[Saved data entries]
*** Begin section ***
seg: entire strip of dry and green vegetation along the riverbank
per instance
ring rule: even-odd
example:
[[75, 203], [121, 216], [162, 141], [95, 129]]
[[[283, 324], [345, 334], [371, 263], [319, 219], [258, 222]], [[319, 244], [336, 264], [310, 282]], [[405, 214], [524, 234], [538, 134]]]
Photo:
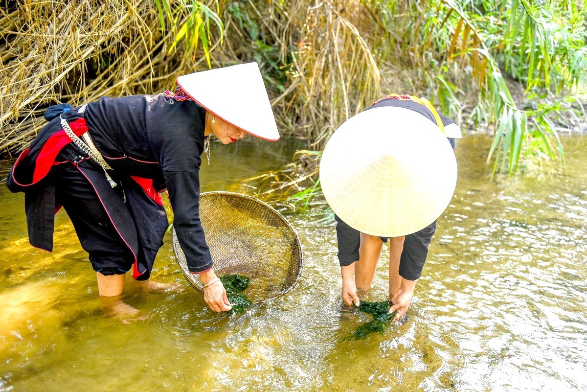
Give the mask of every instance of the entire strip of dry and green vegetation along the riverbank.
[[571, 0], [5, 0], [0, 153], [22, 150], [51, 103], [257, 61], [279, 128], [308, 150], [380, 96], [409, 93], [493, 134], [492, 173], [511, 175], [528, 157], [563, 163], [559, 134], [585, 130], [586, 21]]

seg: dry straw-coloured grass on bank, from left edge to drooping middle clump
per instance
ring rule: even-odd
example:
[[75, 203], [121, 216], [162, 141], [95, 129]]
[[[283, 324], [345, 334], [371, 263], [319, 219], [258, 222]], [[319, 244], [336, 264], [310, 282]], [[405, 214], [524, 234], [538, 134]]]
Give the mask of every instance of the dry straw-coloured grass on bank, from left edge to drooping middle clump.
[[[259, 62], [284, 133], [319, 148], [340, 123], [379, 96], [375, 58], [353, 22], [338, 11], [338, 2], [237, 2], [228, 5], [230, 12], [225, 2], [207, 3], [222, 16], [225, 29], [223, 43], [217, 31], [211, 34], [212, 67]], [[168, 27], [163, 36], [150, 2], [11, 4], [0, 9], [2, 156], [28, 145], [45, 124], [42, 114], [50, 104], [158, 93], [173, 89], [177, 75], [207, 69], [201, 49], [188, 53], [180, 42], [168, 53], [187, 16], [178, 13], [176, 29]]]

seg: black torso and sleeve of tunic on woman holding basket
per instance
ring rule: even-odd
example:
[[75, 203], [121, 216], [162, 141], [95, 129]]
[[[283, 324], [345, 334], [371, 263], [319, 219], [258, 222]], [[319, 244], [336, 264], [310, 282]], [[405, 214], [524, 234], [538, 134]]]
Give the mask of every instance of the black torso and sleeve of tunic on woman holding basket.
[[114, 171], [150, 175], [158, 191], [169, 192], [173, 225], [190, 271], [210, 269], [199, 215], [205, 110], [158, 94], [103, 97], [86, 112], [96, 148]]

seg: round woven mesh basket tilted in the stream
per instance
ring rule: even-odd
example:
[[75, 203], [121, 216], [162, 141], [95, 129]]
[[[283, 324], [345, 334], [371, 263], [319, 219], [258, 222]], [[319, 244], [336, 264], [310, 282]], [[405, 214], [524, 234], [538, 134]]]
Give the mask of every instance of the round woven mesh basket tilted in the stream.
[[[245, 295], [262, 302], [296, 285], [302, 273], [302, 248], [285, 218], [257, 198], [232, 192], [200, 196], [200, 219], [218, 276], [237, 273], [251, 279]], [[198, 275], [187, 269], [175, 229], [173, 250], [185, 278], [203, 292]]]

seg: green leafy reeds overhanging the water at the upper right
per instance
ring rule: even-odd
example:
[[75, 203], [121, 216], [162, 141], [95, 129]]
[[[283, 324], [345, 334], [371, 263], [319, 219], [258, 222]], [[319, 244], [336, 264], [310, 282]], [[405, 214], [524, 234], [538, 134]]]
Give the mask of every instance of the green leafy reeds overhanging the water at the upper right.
*** End section ***
*** Begin section ***
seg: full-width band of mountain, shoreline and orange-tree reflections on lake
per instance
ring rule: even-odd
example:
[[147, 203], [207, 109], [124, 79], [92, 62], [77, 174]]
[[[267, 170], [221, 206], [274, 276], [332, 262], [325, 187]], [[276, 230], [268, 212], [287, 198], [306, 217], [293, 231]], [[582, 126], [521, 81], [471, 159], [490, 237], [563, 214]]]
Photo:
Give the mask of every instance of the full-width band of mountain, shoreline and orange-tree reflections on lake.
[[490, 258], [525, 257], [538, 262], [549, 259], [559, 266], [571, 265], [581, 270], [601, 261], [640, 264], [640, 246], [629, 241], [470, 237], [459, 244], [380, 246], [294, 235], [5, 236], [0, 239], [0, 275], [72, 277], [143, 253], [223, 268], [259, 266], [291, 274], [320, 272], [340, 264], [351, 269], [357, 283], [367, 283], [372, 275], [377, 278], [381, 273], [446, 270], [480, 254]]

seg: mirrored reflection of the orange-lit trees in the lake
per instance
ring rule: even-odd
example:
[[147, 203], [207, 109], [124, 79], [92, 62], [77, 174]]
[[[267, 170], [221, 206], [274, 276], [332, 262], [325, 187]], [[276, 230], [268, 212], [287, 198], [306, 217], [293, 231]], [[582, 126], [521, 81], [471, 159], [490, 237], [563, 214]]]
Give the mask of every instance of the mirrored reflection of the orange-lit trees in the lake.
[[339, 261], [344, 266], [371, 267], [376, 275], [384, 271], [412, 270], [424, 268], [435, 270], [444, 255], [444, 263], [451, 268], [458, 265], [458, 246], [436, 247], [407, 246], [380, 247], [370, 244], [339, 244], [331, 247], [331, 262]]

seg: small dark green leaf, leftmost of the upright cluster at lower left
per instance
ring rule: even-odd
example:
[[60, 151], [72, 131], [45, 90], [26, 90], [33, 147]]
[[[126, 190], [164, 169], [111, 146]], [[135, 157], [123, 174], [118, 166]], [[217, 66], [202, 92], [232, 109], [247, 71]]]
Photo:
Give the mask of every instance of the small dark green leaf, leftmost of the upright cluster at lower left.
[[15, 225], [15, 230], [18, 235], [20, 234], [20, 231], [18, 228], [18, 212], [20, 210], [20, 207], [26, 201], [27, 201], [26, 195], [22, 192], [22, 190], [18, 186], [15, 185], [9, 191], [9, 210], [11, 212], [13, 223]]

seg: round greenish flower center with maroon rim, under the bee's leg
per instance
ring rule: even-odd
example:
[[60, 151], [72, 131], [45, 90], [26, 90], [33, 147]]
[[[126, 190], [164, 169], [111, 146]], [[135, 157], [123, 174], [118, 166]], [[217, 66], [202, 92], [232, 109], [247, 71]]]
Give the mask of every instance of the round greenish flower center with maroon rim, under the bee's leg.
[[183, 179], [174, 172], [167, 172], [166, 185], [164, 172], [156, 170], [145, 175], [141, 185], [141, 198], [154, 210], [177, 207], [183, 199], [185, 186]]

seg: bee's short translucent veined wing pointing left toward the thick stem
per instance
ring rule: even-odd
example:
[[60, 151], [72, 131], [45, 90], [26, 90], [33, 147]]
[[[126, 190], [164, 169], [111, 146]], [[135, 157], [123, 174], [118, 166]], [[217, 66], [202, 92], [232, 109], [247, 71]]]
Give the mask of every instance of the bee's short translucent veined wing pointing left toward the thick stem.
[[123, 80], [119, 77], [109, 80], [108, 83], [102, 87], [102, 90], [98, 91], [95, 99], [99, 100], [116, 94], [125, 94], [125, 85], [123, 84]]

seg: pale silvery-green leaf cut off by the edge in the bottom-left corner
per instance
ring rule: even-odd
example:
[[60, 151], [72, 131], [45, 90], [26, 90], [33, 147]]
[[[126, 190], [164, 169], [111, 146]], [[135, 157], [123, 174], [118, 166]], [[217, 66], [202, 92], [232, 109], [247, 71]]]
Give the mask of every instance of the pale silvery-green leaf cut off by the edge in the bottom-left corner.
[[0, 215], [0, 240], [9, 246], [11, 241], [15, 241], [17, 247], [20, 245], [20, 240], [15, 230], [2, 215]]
*** End section ***
**Exercise directions**
Reproduce each line of the entries in which the word "leafy" is found.

**Finished exercise**
seg: green leafy reeds overhanging the water at the upper right
Give the mask of every instance of the green leafy reeds overhanging the water at the upper right.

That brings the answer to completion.